### WRITTEN TASK
Nothing may be dropped or altered: reproduce all the data.

### Records from a data collection

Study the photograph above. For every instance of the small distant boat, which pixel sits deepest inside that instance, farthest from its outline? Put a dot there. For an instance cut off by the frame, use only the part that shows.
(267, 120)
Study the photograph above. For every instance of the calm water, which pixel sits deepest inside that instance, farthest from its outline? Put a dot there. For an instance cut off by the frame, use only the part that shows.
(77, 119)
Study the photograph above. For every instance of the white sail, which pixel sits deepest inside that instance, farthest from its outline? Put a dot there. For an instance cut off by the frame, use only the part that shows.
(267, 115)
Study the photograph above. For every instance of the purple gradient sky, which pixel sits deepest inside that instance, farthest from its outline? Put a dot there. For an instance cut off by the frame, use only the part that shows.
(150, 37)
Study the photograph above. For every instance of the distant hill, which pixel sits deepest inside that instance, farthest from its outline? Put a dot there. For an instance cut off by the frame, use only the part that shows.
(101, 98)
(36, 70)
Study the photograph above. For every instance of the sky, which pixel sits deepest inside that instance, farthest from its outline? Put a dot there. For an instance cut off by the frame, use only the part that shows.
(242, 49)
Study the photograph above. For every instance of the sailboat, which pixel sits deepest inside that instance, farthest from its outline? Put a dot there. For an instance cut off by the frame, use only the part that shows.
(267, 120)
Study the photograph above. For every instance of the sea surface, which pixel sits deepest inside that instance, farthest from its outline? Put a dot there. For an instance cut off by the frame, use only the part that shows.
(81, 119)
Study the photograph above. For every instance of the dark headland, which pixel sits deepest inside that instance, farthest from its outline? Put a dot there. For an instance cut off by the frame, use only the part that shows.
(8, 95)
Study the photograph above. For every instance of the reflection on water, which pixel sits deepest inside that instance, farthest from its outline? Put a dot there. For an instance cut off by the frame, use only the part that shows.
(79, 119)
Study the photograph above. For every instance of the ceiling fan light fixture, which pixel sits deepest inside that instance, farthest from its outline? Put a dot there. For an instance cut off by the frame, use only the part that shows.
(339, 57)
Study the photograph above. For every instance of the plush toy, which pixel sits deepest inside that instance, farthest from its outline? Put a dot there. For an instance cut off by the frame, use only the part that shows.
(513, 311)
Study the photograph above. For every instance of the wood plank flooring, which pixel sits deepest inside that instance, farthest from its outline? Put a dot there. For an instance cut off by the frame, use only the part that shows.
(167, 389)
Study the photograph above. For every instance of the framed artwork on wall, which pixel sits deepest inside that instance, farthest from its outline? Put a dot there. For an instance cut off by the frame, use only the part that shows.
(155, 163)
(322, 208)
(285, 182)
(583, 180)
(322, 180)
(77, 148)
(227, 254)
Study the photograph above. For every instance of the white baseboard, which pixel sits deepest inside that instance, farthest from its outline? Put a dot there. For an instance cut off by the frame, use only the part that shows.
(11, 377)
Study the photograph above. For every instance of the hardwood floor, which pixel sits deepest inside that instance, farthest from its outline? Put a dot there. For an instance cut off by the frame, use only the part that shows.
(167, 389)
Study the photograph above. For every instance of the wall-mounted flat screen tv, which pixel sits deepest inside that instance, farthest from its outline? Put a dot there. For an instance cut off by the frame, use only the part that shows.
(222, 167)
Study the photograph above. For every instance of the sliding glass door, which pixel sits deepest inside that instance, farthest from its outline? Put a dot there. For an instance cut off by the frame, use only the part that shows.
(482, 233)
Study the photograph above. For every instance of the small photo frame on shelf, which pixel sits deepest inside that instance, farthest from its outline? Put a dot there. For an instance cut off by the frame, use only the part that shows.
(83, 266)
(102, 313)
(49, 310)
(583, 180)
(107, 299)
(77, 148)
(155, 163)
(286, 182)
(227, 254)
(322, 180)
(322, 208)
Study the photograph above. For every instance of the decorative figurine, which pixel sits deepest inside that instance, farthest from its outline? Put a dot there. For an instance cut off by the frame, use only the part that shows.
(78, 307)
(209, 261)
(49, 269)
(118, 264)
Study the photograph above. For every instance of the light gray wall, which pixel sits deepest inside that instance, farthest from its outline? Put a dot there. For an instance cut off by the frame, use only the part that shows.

### OUTPUT BELOW
Study the photograph above. For every instance of the small distant boat, which pixel sits deepest inside that instance, farthest from its outline? Put a dot there. For an instance cut off by the frame, use only the part that shows.
(267, 120)
Study the photograph above. For every instance of the calm water, which pixel sits deepest inside that instance, farthest from its outline? Put a dot there. For an instance cut off by the frame, use only the part that shows.
(77, 119)
Study the photograph above. For every instance of the white sail, which pixel sits deepest inside that instance, farthest from its outline? Put a dot there. For an instance cut off by the frame, use only the part that shows.
(267, 115)
Study the photograph above. For every instance of the purple gradient sky, which pixel sits deepest inside that instance, farthest from its outline? Put a dot there. For an instance cut off by the frame, use only the part that shows.
(150, 37)
Study the photograph above. For every instance of the distant hill, which pixel sits deepest inside that instance, farthest from its outline? Put a dot there. For an instance cut off by the frame, use only the part that shows.
(101, 98)
(36, 70)
Study the photograph above. For every instance of the sky, which pixel sits deepest inside that instance, farthest from its outline? Put a dot there. For an instance cut off by the frame, use only the part that shows.
(242, 49)
Study the photograph above. For every instance of the sailboat, which pixel sits deepest inside that instance, farthest from its outline? Put a dot there. For an instance cut off by the frame, use only the part that shows.
(267, 120)
Study the photograph above. For every instance of the sea surface, which pixel sits deepest inside that instance, farthest from its outline? Put a dot there. For an instance cut off by the frame, use only the part that shows.
(81, 119)
Study the photograph above. For every instance of the dark headland, which pixel sits deepest inside that instance, farthest from its outline? Put a dot there. For an instance cut off by the frame, use only the part that shows.
(8, 95)
Study the photograph above. For every instance of the reflection on water, which pixel sits deepest inside that instance, farthest from its outline? Put a dot there. For an instance cut off by the frame, use only the part that shows.
(79, 119)
Study the photograph above. For every instance of the ceiling fan light fixture, which pixel sits deepest inside that instance, farthest from its outline? Put a dot there. For an instance cut off by the frame, use only the part that shows.
(339, 57)
Study the photograph above. For every instance of the plush toy, which pixel sits deepest inside that instance, farthest from its outline? Put a dot there. For an instance cut off by the frame, use only the part that shows.
(513, 311)
Study the photograph above. For every instance of the wood plank flooring, which pixel sits deepest inside that instance, farthest from its outline? Put a dot there. For an instance cut off by the frame, use only the part that shows.
(167, 389)
Study the photograph above. For every instance of the framed artwork on wall, which pixel sits deepest inside that instance, farthest from its outline? Put a dot there. For an instance cut off by the frame, use only the part that shows.
(155, 163)
(322, 208)
(285, 182)
(583, 180)
(322, 180)
(77, 148)
(227, 254)
Study the photograph above. For every instance of the white baseboard, which pixel sits deepest inside that instance, farthest from its outline? Put a dot there. For an instance cut off by the frame, use only the part that shows.
(11, 377)
Study the photograph above. For every instance of the hardwood floor, which pixel sits deepest inside that instance, farthest from its outline? Put a dot there. For an instance cut off by the frame, use only the part that shows.
(167, 389)
Study the photograph above. For every instance of the wall-mounted flat screen tv, which pixel sits deepest inside that instance, farthest from its outline? Put a dot there. For an instance cut off by the frame, use only the part that shows.
(222, 167)
Study the photograph above. For every instance of the sliding glass door, which pixel sits deepest inside that instance, farthest from its outline? Put a dot there. For an instance cut off by the frame, use only the part that shows.
(482, 233)
Study the photograph above. For every instance of the small photo frame on shelf, which pixel sits deepest inside that instance, farthest from its outline? Put a dot there. For an instance cut off by the frame, use only the part that shows.
(83, 266)
(102, 313)
(49, 310)
(583, 180)
(107, 299)
(77, 148)
(155, 163)
(286, 182)
(227, 254)
(322, 180)
(322, 208)
Study the photograph above. For every instance of the decorative figurine, which pixel sits deepest inside that instance, farthest from its outline? Put a dot there. For an instance cut off by the frame, use only the part that shows.
(78, 307)
(209, 261)
(49, 269)
(118, 264)
Study the photograph above. For every instance of the light gray wall, which pixel sits deepest inside that instance, farthest from its outline? Put a dot there. For an instance cut off by the frame, use only the part that shows.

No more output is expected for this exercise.